INSTRUCTIONS FOR THE TASK – As the answer, give every line of the records that includes the word "hand".

******************************

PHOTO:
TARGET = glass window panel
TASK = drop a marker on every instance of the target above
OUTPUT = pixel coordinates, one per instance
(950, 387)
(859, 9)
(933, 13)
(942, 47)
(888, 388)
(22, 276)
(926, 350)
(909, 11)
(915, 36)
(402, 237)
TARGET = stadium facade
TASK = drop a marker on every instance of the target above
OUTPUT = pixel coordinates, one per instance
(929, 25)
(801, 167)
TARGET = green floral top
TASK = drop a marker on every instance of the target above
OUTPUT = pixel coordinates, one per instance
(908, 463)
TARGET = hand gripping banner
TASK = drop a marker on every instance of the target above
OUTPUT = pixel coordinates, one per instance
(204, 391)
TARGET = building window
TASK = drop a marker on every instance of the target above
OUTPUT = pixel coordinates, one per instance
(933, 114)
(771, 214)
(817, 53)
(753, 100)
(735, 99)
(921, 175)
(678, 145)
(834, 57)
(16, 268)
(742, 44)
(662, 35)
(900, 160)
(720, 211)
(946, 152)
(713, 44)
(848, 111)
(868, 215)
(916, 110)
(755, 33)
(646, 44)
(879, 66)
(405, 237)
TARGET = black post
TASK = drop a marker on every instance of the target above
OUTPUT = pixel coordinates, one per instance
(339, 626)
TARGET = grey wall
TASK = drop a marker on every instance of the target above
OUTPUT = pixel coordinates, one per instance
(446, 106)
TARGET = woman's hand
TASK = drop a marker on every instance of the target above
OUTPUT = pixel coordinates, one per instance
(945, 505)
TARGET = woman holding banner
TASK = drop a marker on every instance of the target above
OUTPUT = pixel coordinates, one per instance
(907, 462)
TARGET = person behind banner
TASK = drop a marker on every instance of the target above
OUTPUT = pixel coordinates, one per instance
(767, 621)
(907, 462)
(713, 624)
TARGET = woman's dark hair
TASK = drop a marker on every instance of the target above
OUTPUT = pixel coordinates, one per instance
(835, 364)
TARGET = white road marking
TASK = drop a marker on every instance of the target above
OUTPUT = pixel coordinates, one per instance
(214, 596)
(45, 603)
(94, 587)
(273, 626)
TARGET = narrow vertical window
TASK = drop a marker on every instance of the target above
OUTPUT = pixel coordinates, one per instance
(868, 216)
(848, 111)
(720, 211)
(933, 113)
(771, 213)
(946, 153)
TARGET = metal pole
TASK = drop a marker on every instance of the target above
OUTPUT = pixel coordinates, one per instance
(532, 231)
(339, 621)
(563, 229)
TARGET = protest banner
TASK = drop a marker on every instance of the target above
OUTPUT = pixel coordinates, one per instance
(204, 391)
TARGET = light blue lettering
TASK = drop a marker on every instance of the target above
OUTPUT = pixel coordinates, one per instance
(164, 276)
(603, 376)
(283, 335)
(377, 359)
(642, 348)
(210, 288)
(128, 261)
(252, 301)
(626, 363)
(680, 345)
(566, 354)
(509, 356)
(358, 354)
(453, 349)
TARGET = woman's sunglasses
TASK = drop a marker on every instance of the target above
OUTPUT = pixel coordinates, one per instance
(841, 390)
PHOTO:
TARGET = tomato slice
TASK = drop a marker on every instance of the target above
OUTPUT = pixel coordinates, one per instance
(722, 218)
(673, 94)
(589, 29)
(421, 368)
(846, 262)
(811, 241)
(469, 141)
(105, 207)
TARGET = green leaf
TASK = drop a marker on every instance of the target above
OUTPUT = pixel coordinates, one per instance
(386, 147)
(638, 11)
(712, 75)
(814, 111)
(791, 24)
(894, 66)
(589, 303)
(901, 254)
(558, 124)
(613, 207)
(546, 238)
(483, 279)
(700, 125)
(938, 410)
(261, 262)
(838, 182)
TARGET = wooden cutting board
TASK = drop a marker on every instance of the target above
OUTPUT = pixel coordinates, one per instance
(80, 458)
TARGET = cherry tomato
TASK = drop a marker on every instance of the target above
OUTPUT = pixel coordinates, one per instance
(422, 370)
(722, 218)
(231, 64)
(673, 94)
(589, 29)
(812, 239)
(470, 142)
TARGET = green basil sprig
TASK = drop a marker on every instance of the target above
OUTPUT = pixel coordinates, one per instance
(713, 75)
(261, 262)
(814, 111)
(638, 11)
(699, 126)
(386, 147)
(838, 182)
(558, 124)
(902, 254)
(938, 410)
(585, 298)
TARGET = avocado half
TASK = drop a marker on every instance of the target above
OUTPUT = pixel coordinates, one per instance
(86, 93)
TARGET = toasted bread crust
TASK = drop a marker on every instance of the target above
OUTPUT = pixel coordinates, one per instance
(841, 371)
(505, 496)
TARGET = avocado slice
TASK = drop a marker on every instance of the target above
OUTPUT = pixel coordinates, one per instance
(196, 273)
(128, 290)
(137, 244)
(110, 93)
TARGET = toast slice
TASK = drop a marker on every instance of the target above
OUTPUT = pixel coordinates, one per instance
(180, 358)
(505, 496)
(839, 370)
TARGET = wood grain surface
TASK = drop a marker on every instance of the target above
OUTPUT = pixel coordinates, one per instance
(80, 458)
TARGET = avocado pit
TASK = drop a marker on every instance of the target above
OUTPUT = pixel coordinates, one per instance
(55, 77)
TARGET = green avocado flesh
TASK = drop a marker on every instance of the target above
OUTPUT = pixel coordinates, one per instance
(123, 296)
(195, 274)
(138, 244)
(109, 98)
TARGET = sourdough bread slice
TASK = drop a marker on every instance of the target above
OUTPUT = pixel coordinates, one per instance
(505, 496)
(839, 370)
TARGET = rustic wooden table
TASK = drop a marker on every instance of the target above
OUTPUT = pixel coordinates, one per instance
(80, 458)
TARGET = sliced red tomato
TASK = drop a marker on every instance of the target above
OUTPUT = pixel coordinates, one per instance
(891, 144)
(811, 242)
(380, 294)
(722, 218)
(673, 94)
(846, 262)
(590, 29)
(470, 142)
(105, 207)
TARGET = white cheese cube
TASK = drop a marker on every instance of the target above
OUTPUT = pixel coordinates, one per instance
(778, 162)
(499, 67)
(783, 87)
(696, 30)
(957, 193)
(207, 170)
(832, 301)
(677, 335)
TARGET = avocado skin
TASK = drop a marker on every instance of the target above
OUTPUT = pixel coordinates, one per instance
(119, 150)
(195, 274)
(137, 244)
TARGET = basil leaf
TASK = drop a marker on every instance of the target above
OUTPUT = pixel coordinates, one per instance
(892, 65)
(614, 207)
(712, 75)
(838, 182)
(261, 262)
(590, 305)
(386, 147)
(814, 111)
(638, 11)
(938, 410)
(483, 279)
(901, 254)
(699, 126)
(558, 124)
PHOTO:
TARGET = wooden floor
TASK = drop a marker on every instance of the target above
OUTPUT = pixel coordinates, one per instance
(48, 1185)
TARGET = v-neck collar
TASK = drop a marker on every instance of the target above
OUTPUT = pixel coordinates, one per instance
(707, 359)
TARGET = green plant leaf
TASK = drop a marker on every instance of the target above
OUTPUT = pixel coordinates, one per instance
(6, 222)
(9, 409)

******************************

ANSWER TO THIS PROBLEM –
TARGET = hand gripping banner
TARGET = woman's hand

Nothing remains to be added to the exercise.